## MATERIAL TO PROCESS
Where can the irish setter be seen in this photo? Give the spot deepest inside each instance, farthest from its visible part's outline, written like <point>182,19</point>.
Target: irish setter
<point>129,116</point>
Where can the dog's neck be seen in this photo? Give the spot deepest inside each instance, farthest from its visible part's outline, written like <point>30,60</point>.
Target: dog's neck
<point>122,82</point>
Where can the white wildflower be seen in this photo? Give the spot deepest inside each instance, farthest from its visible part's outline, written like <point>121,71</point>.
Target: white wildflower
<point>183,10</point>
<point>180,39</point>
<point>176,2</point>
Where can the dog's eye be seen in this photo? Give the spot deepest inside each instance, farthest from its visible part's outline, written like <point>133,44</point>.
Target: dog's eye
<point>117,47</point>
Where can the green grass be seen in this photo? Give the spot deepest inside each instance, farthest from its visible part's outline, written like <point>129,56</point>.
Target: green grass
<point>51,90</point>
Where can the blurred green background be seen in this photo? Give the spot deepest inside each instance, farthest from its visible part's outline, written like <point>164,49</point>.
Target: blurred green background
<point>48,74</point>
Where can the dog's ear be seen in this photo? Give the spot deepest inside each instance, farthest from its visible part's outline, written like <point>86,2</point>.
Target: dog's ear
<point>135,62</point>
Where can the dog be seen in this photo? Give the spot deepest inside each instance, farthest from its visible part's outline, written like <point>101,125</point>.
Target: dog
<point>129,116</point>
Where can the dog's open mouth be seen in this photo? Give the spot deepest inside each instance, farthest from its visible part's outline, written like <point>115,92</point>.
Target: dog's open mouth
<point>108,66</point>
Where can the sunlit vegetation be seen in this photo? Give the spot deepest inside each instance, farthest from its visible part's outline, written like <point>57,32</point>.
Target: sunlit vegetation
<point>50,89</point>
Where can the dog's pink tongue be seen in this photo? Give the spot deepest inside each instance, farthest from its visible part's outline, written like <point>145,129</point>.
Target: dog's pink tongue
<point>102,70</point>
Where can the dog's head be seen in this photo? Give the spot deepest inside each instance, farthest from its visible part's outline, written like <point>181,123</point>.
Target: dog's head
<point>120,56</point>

## WHAT YOU NEED TO DO
Each entry shown above must be retyped word for word.

## EXPECTED ANSWER
Where can the irish setter be seen in this photo? Give the spot deepest inside each instance, farthest from its visible part's outline, written like <point>182,19</point>.
Target: irish setter
<point>129,116</point>
Where can the dog's neck be seen in this photo? Give the spot deepest inside each instance, farthest from its visible part's outline, written like <point>30,60</point>.
Target: dog's neck
<point>122,82</point>
Where can the white wildflower be seen in this photo? Give the spot deepest inside each instance, farthest from its visible part's outline, written like <point>121,71</point>.
Target: white wildflower
<point>183,10</point>
<point>180,39</point>
<point>176,2</point>
Where can the dog's eye be seen in this photo? Give the spot deepest inside each instance, farthest from its visible part's outline, written like <point>133,44</point>.
Target: dog's eye
<point>117,47</point>
Where can the green grass be seen in this photo? Give the spot deepest inside each instance, farthest from its visible part's outline, written like <point>129,56</point>.
Target: green grass
<point>51,90</point>
Where can the blurred green background be seen in this photo? Give the spot deepest inside each instance, farthest from its visible part's outline, written like <point>164,49</point>.
Target: blurred green background
<point>48,74</point>
Where can the dog's ear be seen in this photo? Give the spot deepest inside each instance, farthest from its visible part's outline, written like <point>86,2</point>.
Target: dog's ear
<point>135,62</point>
Where can the dog be seen in this photo? Give the spot deepest inside each instance, farthest from its visible part's outline, written like <point>101,125</point>.
Target: dog
<point>129,116</point>
Where can the dog's open mouth be seen in this photo? Give the spot deepest inside each instance, farthest from its visible part's outline, written like <point>115,92</point>.
Target: dog's open mouth
<point>108,66</point>
Where can the sunlit vegetation be seen in this photo? Give the spot deepest inside each instance, farthest from its visible part's outline, written like <point>57,32</point>.
Target: sunlit vegetation
<point>50,89</point>
Where can the dog's pink tongue be seen in this photo? Give the spot deepest inside each instance, farthest from its visible part's outline, written like <point>145,129</point>.
Target: dog's pink tongue
<point>102,70</point>
Where can the dog's head be seen in this photo? Give the spot deepest inside each instance, farthest from its visible part's outline, written like <point>181,123</point>.
Target: dog's head
<point>120,56</point>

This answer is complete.